-- begin PROVIDED RECORDS --

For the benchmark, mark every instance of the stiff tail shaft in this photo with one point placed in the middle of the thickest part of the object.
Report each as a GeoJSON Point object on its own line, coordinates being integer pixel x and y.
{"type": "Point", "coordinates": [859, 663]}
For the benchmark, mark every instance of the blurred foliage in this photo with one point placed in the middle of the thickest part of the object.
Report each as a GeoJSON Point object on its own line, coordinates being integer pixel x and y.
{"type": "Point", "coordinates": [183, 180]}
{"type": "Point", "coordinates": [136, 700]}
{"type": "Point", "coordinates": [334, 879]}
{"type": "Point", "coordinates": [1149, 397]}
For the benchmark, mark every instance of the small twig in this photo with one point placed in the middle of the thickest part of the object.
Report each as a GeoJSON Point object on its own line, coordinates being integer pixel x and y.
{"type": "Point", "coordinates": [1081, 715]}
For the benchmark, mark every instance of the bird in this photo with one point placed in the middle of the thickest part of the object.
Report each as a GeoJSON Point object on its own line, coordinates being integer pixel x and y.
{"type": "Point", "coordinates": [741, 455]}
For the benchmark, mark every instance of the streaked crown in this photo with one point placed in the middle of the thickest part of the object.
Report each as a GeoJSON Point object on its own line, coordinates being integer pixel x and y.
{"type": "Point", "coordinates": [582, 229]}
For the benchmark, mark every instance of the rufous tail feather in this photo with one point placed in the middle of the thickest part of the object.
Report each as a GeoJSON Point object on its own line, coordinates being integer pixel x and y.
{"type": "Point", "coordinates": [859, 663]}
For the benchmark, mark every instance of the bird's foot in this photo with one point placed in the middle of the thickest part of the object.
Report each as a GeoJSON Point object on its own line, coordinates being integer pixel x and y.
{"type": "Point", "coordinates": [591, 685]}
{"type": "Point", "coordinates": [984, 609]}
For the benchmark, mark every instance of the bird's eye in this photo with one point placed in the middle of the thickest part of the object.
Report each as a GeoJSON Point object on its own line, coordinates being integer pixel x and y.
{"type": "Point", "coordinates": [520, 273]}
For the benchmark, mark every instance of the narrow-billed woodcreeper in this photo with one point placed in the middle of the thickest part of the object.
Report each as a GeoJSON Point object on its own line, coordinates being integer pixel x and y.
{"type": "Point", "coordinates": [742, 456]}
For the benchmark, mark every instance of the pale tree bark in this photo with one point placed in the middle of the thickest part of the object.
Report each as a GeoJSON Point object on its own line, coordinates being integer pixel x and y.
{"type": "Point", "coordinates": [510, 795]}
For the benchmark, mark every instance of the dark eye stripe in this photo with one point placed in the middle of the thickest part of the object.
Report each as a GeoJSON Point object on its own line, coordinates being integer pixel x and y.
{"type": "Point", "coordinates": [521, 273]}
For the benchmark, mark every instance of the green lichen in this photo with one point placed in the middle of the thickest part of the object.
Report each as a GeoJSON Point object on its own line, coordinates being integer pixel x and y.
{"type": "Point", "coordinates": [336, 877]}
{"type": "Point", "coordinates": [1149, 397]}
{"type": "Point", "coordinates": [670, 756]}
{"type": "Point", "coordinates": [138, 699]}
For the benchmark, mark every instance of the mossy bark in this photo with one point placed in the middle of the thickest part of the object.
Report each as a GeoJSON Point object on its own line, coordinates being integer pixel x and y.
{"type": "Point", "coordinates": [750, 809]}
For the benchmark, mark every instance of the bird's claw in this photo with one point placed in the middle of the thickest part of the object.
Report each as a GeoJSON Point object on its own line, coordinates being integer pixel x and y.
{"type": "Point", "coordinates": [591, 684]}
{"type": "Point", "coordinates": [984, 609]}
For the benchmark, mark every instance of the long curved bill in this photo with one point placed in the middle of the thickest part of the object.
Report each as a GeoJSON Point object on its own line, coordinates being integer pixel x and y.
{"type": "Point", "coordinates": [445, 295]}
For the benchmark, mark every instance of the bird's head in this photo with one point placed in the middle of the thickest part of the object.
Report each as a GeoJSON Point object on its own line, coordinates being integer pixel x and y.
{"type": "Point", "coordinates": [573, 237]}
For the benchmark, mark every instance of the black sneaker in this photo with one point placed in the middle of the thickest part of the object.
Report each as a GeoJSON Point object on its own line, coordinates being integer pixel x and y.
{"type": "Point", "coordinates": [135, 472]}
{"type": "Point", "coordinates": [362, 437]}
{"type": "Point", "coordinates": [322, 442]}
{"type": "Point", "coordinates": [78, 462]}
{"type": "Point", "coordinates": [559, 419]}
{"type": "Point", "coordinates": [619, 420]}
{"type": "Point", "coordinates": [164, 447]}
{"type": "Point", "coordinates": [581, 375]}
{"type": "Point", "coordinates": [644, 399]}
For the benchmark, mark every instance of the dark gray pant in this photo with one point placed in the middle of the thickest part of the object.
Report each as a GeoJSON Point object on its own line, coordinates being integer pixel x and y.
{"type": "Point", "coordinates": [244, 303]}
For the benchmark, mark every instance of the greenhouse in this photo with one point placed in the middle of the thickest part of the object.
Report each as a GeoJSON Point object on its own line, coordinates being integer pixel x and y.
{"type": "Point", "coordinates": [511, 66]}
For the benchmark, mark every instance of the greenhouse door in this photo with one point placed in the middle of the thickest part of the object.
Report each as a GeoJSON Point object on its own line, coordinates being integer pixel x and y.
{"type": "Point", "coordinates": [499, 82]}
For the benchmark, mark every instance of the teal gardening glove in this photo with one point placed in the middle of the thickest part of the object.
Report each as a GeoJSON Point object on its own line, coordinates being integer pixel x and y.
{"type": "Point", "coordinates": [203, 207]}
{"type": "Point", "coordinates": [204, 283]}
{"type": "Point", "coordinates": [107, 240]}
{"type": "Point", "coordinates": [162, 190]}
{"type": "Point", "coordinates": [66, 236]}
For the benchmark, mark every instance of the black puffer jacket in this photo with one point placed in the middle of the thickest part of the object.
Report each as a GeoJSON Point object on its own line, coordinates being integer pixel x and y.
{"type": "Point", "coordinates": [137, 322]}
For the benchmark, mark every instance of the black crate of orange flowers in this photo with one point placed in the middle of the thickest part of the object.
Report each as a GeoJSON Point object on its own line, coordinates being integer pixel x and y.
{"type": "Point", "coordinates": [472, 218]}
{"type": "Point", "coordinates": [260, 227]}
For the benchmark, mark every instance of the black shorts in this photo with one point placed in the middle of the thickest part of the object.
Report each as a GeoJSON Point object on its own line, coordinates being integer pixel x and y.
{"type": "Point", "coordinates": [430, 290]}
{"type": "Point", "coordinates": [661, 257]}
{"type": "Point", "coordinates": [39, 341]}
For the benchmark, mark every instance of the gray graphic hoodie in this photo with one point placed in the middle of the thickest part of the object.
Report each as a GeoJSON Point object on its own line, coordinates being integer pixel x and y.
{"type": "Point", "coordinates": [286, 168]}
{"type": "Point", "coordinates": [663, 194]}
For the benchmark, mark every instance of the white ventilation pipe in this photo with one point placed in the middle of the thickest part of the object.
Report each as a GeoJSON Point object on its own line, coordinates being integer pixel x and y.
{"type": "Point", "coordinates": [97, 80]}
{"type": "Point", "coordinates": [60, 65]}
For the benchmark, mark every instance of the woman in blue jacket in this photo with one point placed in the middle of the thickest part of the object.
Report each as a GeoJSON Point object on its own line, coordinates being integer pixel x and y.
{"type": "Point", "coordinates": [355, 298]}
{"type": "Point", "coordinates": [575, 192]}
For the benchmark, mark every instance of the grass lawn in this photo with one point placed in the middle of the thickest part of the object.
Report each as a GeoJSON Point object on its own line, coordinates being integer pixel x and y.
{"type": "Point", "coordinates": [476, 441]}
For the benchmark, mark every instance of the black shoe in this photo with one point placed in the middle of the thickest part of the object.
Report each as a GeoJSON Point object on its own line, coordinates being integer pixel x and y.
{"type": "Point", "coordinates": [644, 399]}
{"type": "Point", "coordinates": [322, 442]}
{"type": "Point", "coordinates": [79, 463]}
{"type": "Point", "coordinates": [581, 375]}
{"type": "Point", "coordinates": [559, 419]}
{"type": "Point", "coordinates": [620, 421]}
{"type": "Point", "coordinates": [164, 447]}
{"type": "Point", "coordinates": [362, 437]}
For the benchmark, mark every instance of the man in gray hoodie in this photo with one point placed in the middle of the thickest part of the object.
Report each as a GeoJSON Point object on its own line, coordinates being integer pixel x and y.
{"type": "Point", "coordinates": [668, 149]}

-- end PROVIDED RECORDS --

* [SET EXERCISE]
Please reproduce everything from the line containing "For the benchmark, mark every instance of the black shoe" down to the end of the entries, keeping the requests unchanged but scaling every coordinate in the answers by 0.3 and rounding each to a whole number, with halves rounded up. Give only those lines.

* [EXPECTED ANSWER]
For the benchmark, mark every instance of the black shoe in this photo with one point placed in the middle of the thickest part of the object.
Report each as a GeoJSON Point object on its own line, coordinates being integer pixel x and y.
{"type": "Point", "coordinates": [193, 120]}
{"type": "Point", "coordinates": [97, 133]}
{"type": "Point", "coordinates": [24, 139]}
{"type": "Point", "coordinates": [174, 113]}
{"type": "Point", "coordinates": [168, 126]}
{"type": "Point", "coordinates": [186, 126]}
{"type": "Point", "coordinates": [49, 134]}
{"type": "Point", "coordinates": [109, 131]}
For the benchmark, mark every instance of the man in gray hoodie in this photo with one point placed in the middle of the thickest part of the object.
Report each as a GeoJSON Point object on its own line, coordinates being integer pixel x and y.
{"type": "Point", "coordinates": [200, 45]}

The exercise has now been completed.